Take the records below and write them out again exactly.

+++

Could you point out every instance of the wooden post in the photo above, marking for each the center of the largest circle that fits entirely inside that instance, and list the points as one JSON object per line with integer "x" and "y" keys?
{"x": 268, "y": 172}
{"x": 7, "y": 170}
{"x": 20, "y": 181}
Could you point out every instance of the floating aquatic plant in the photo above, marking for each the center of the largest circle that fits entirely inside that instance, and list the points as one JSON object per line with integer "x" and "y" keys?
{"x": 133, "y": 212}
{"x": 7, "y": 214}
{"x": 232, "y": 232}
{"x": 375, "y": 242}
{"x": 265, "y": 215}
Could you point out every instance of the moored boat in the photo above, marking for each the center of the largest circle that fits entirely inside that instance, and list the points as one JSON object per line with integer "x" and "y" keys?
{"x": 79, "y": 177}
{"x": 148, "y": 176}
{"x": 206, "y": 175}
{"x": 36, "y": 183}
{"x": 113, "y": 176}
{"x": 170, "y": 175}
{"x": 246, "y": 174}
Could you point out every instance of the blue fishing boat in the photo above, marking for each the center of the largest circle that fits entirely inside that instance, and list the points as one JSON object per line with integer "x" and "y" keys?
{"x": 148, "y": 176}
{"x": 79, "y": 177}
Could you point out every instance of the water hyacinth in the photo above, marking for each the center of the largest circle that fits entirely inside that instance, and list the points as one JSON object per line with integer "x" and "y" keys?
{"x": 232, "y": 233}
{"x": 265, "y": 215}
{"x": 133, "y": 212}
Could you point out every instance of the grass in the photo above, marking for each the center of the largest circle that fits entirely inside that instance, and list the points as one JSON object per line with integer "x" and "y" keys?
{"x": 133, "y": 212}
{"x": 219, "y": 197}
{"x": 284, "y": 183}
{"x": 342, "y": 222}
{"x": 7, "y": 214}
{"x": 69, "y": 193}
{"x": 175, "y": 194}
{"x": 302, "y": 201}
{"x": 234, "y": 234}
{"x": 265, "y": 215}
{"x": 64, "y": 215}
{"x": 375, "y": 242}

+++

**Exercise solution:**
Could you point out every instance of the wooden post in the photo above, marking for each the center of the largest circle that fits entirely inside that instance, and list the points as one JSON object per line with integer "x" and "y" keys?
{"x": 268, "y": 172}
{"x": 7, "y": 170}
{"x": 20, "y": 181}
Could you point out every instance of the floating aquatic plant in the photo above, marking for each the center of the largest circle that fits entirely inside that instance, and list the points as one JSON object per line with integer "x" and "y" keys?
{"x": 133, "y": 212}
{"x": 7, "y": 214}
{"x": 232, "y": 232}
{"x": 375, "y": 242}
{"x": 265, "y": 215}
Could you point out every instance of the moored boat in the photo above, marking for each the center of the largest circle that fits entirely inside that instance, and list the points as one JSON object per line with integer "x" and "y" keys?
{"x": 79, "y": 177}
{"x": 148, "y": 176}
{"x": 206, "y": 175}
{"x": 36, "y": 183}
{"x": 113, "y": 176}
{"x": 170, "y": 175}
{"x": 246, "y": 174}
Could you point out every instance of the blue fishing boat in the photo above, marking for each the center of the largest circle that fits entirely inside that instance, and list the points as one JSON object per line with integer "x" and "y" keys?
{"x": 148, "y": 176}
{"x": 79, "y": 177}
Could you point out every instance of the water hyacinth in the photo above, marking for each the center of the largest circle that fits entirely inside that instance, and list the points as one JSON object per line with integer "x" and "y" keys?
{"x": 232, "y": 233}
{"x": 265, "y": 215}
{"x": 133, "y": 212}
Could you point out every instance of the grass in the photo above, marking for each the center of the largest circle that fits entirely inside that instance, and list the points as one JSON object per line with integer "x" and "y" keys?
{"x": 133, "y": 212}
{"x": 219, "y": 197}
{"x": 284, "y": 183}
{"x": 342, "y": 222}
{"x": 7, "y": 214}
{"x": 69, "y": 193}
{"x": 175, "y": 194}
{"x": 302, "y": 201}
{"x": 234, "y": 234}
{"x": 265, "y": 215}
{"x": 64, "y": 215}
{"x": 375, "y": 242}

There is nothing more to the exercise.